*To do*.
Reproduce the full listing below exactly. Do not include the pictures.

*Material to process*.
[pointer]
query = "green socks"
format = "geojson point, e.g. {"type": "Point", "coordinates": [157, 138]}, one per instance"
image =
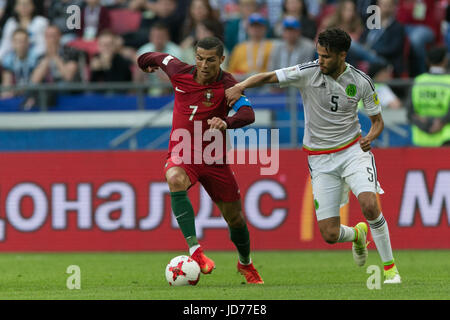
{"type": "Point", "coordinates": [184, 213]}
{"type": "Point", "coordinates": [241, 239]}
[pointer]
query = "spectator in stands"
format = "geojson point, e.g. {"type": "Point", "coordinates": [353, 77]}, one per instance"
{"type": "Point", "coordinates": [447, 23]}
{"type": "Point", "coordinates": [207, 28]}
{"type": "Point", "coordinates": [94, 19]}
{"type": "Point", "coordinates": [429, 110]}
{"type": "Point", "coordinates": [382, 73]}
{"type": "Point", "coordinates": [199, 10]}
{"type": "Point", "coordinates": [57, 13]}
{"type": "Point", "coordinates": [19, 63]}
{"type": "Point", "coordinates": [418, 18]}
{"type": "Point", "coordinates": [236, 28]}
{"type": "Point", "coordinates": [170, 12]}
{"type": "Point", "coordinates": [59, 63]}
{"type": "Point", "coordinates": [24, 16]}
{"type": "Point", "coordinates": [346, 18]}
{"type": "Point", "coordinates": [159, 41]}
{"type": "Point", "coordinates": [294, 48]}
{"type": "Point", "coordinates": [2, 10]}
{"type": "Point", "coordinates": [113, 4]}
{"type": "Point", "coordinates": [383, 45]}
{"type": "Point", "coordinates": [299, 10]}
{"type": "Point", "coordinates": [8, 10]}
{"type": "Point", "coordinates": [108, 65]}
{"type": "Point", "coordinates": [252, 56]}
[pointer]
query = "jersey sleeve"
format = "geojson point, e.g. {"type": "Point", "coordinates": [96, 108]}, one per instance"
{"type": "Point", "coordinates": [169, 64]}
{"type": "Point", "coordinates": [230, 81]}
{"type": "Point", "coordinates": [370, 98]}
{"type": "Point", "coordinates": [293, 76]}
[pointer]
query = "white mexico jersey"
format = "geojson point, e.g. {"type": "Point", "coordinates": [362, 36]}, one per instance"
{"type": "Point", "coordinates": [331, 115]}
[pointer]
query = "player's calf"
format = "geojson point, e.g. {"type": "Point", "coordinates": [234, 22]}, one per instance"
{"type": "Point", "coordinates": [330, 229]}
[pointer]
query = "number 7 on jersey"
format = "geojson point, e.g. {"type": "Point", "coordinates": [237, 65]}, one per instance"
{"type": "Point", "coordinates": [194, 110]}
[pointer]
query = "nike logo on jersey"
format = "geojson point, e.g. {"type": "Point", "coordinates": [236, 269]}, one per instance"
{"type": "Point", "coordinates": [166, 60]}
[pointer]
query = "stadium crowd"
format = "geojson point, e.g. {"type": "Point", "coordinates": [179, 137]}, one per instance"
{"type": "Point", "coordinates": [49, 41]}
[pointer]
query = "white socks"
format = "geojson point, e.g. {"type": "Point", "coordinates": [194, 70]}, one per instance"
{"type": "Point", "coordinates": [347, 234]}
{"type": "Point", "coordinates": [380, 235]}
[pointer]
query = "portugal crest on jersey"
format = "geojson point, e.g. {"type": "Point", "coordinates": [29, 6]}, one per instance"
{"type": "Point", "coordinates": [208, 96]}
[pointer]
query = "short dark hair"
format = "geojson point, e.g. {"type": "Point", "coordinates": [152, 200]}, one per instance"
{"type": "Point", "coordinates": [20, 30]}
{"type": "Point", "coordinates": [335, 40]}
{"type": "Point", "coordinates": [436, 55]}
{"type": "Point", "coordinates": [209, 43]}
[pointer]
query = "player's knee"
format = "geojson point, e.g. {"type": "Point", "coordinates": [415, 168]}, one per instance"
{"type": "Point", "coordinates": [177, 182]}
{"type": "Point", "coordinates": [236, 221]}
{"type": "Point", "coordinates": [330, 235]}
{"type": "Point", "coordinates": [370, 209]}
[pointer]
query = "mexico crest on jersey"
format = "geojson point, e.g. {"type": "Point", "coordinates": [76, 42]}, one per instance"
{"type": "Point", "coordinates": [208, 96]}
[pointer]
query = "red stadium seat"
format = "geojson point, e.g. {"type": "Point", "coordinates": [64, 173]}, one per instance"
{"type": "Point", "coordinates": [124, 20]}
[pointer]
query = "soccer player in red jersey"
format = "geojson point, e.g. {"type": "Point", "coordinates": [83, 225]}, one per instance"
{"type": "Point", "coordinates": [200, 105]}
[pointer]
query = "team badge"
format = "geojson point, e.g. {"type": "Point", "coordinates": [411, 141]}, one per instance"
{"type": "Point", "coordinates": [350, 90]}
{"type": "Point", "coordinates": [375, 99]}
{"type": "Point", "coordinates": [208, 95]}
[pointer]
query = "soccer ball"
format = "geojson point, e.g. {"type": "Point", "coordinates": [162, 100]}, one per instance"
{"type": "Point", "coordinates": [182, 271]}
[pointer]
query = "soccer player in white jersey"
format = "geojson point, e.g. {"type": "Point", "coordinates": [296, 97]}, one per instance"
{"type": "Point", "coordinates": [339, 158]}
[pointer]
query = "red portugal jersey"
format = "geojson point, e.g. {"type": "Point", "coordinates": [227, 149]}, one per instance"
{"type": "Point", "coordinates": [194, 104]}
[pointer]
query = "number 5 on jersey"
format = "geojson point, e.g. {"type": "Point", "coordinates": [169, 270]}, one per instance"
{"type": "Point", "coordinates": [194, 110]}
{"type": "Point", "coordinates": [334, 100]}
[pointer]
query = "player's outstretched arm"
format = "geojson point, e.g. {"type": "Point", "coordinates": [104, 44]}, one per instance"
{"type": "Point", "coordinates": [151, 61]}
{"type": "Point", "coordinates": [374, 132]}
{"type": "Point", "coordinates": [234, 93]}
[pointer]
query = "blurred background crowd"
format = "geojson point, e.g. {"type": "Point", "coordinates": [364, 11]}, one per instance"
{"type": "Point", "coordinates": [39, 44]}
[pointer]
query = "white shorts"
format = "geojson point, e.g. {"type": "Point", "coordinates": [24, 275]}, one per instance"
{"type": "Point", "coordinates": [334, 175]}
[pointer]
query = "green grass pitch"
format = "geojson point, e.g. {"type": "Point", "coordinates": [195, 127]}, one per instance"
{"type": "Point", "coordinates": [288, 275]}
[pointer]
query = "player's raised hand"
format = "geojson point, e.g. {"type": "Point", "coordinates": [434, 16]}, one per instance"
{"type": "Point", "coordinates": [365, 144]}
{"type": "Point", "coordinates": [150, 69]}
{"type": "Point", "coordinates": [217, 123]}
{"type": "Point", "coordinates": [233, 94]}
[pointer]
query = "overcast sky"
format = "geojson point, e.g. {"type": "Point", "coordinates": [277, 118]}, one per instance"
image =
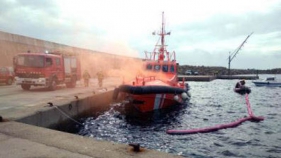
{"type": "Point", "coordinates": [203, 32]}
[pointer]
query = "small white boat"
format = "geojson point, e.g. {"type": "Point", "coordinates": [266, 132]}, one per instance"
{"type": "Point", "coordinates": [269, 81]}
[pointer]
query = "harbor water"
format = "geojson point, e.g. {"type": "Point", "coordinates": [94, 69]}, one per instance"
{"type": "Point", "coordinates": [212, 103]}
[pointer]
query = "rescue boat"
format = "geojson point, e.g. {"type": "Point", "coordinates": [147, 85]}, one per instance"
{"type": "Point", "coordinates": [158, 87]}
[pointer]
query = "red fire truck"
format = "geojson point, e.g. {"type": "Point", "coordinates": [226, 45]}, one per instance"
{"type": "Point", "coordinates": [46, 69]}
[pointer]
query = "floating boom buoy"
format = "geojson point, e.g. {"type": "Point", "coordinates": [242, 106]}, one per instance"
{"type": "Point", "coordinates": [251, 117]}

*Solution to the exercise*.
[pointer]
query = "green socks"
format = "geojson point, e.g. {"type": "Point", "coordinates": [157, 138]}, one per instance"
image =
{"type": "Point", "coordinates": [184, 213]}
{"type": "Point", "coordinates": [241, 239]}
[pointer]
query = "spectator in stands"
format = "geojson point, e.g. {"type": "Point", "coordinates": [353, 77]}, one per instance"
{"type": "Point", "coordinates": [447, 23]}
{"type": "Point", "coordinates": [207, 28]}
{"type": "Point", "coordinates": [94, 19]}
{"type": "Point", "coordinates": [429, 110]}
{"type": "Point", "coordinates": [382, 73]}
{"type": "Point", "coordinates": [199, 10]}
{"type": "Point", "coordinates": [57, 13]}
{"type": "Point", "coordinates": [19, 63]}
{"type": "Point", "coordinates": [418, 18]}
{"type": "Point", "coordinates": [236, 28]}
{"type": "Point", "coordinates": [170, 12]}
{"type": "Point", "coordinates": [59, 63]}
{"type": "Point", "coordinates": [24, 16]}
{"type": "Point", "coordinates": [346, 18]}
{"type": "Point", "coordinates": [159, 41]}
{"type": "Point", "coordinates": [294, 48]}
{"type": "Point", "coordinates": [2, 10]}
{"type": "Point", "coordinates": [113, 4]}
{"type": "Point", "coordinates": [383, 45]}
{"type": "Point", "coordinates": [299, 10]}
{"type": "Point", "coordinates": [8, 10]}
{"type": "Point", "coordinates": [108, 65]}
{"type": "Point", "coordinates": [252, 56]}
[pointer]
query = "jersey sleeve"
format = "geojson point, e.g. {"type": "Point", "coordinates": [96, 108]}, one per instance"
{"type": "Point", "coordinates": [169, 64]}
{"type": "Point", "coordinates": [230, 81]}
{"type": "Point", "coordinates": [370, 98]}
{"type": "Point", "coordinates": [293, 76]}
[pointer]
query = "white mexico jersey"
format = "geojson point, e.g. {"type": "Point", "coordinates": [362, 36]}, one per instance"
{"type": "Point", "coordinates": [331, 115]}
[pointer]
query = "player's calf"
format = "geojson point, e.g. {"type": "Point", "coordinates": [234, 22]}, one per instance"
{"type": "Point", "coordinates": [330, 229]}
[pointer]
query = "number 7 on jersey"
format = "geojson point, e.g. {"type": "Point", "coordinates": [237, 65]}, one per instance"
{"type": "Point", "coordinates": [194, 110]}
[pointer]
query = "nike logo on jersey"
format = "geojson point, e.g. {"type": "Point", "coordinates": [236, 269]}, one per instance"
{"type": "Point", "coordinates": [166, 60]}
[pointer]
query = "stadium crowd"
format = "geojson point, e.g. {"type": "Point", "coordinates": [179, 137]}, one per instance"
{"type": "Point", "coordinates": [49, 41]}
[pointer]
query = "white socks"
format = "geojson point, e.g. {"type": "Point", "coordinates": [194, 70]}, one per instance"
{"type": "Point", "coordinates": [347, 234]}
{"type": "Point", "coordinates": [380, 235]}
[pointer]
query = "portugal crest on jersey"
format = "geojson point, e.g. {"type": "Point", "coordinates": [29, 6]}, one per instance"
{"type": "Point", "coordinates": [208, 96]}
[pointer]
query = "short dark hair"
format = "geojson point, e.g. {"type": "Point", "coordinates": [152, 200]}, one per instance"
{"type": "Point", "coordinates": [20, 30]}
{"type": "Point", "coordinates": [335, 40]}
{"type": "Point", "coordinates": [436, 55]}
{"type": "Point", "coordinates": [209, 43]}
[pointer]
query = "player's knee"
format = "geojson point, e.g. {"type": "Point", "coordinates": [415, 168]}, one per instance"
{"type": "Point", "coordinates": [177, 182]}
{"type": "Point", "coordinates": [236, 221]}
{"type": "Point", "coordinates": [330, 235]}
{"type": "Point", "coordinates": [370, 209]}
[pointer]
query = "mexico crest on jersey"
format = "geojson point, e.g. {"type": "Point", "coordinates": [76, 42]}, one per instance"
{"type": "Point", "coordinates": [208, 96]}
[pointer]
query = "red stadium seat"
format = "geojson point, e.g. {"type": "Point", "coordinates": [64, 173]}, one per instance"
{"type": "Point", "coordinates": [124, 20]}
[pointer]
query = "soccer player in red jersey"
format = "geojson point, e.g. {"type": "Point", "coordinates": [83, 225]}, one per instance"
{"type": "Point", "coordinates": [200, 105]}
[pointer]
query = "team badge"
format = "geojson point, e.g. {"type": "Point", "coordinates": [411, 141]}, one per instance"
{"type": "Point", "coordinates": [350, 90]}
{"type": "Point", "coordinates": [375, 99]}
{"type": "Point", "coordinates": [208, 95]}
[pointer]
query = "soccer ball"
format = "geojson point, e.g. {"type": "Point", "coordinates": [162, 100]}, one per instance"
{"type": "Point", "coordinates": [182, 271]}
[pointer]
query = "soccer player in white jersey"
format = "geojson point, e.g. {"type": "Point", "coordinates": [296, 97]}, one per instance"
{"type": "Point", "coordinates": [339, 158]}
[pointer]
query = "red portugal jersey"
format = "geojson point, e.g. {"type": "Point", "coordinates": [227, 149]}, one per instance"
{"type": "Point", "coordinates": [194, 104]}
[pointer]
query = "number 5 on jersey"
format = "geojson point, e.g. {"type": "Point", "coordinates": [169, 270]}, one per instance"
{"type": "Point", "coordinates": [194, 110]}
{"type": "Point", "coordinates": [334, 100]}
[pointer]
query = "player's outstretched arm"
format = "geojson point, e.g. {"type": "Point", "coordinates": [104, 44]}, one per instance"
{"type": "Point", "coordinates": [151, 61]}
{"type": "Point", "coordinates": [374, 132]}
{"type": "Point", "coordinates": [234, 93]}
[pointer]
query = "blurred background crowd"
format = "geojson point, e.g. {"type": "Point", "coordinates": [364, 11]}, one per instance"
{"type": "Point", "coordinates": [39, 44]}
[pointer]
query = "white shorts"
format = "geojson point, e.g. {"type": "Point", "coordinates": [24, 275]}, one per instance"
{"type": "Point", "coordinates": [334, 175]}
[pointer]
query = "green grass pitch"
format = "geojson point, e.g. {"type": "Point", "coordinates": [195, 127]}, one per instance"
{"type": "Point", "coordinates": [288, 275]}
[pointer]
query = "player's raised hand"
format = "geojson point, e.g. {"type": "Point", "coordinates": [434, 16]}, one per instance"
{"type": "Point", "coordinates": [365, 144]}
{"type": "Point", "coordinates": [150, 69]}
{"type": "Point", "coordinates": [217, 123]}
{"type": "Point", "coordinates": [233, 94]}
[pointer]
query = "overcast sky"
format = "geojson point, e.g. {"type": "Point", "coordinates": [277, 118]}, one per instance"
image =
{"type": "Point", "coordinates": [203, 32]}
[pointer]
query = "small white boat"
format = "geojson point, e.g. {"type": "Point", "coordinates": [266, 132]}, one per instance"
{"type": "Point", "coordinates": [269, 81]}
[pointer]
query = "harbor water"
format = "geojson point, e.g. {"type": "Point", "coordinates": [94, 69]}, one per instance"
{"type": "Point", "coordinates": [212, 103]}
[pointer]
query = "rescue boat"
format = "geojson point, e.g. {"type": "Point", "coordinates": [147, 85]}, one per instance"
{"type": "Point", "coordinates": [158, 87]}
[pointer]
query = "red fire truck"
format = "geojson point, e.g. {"type": "Point", "coordinates": [226, 45]}, one per instance"
{"type": "Point", "coordinates": [46, 69]}
[pointer]
query = "floating boom buoy"
format = "geojson point, e.g. {"type": "Point", "coordinates": [242, 106]}, one per instance"
{"type": "Point", "coordinates": [251, 117]}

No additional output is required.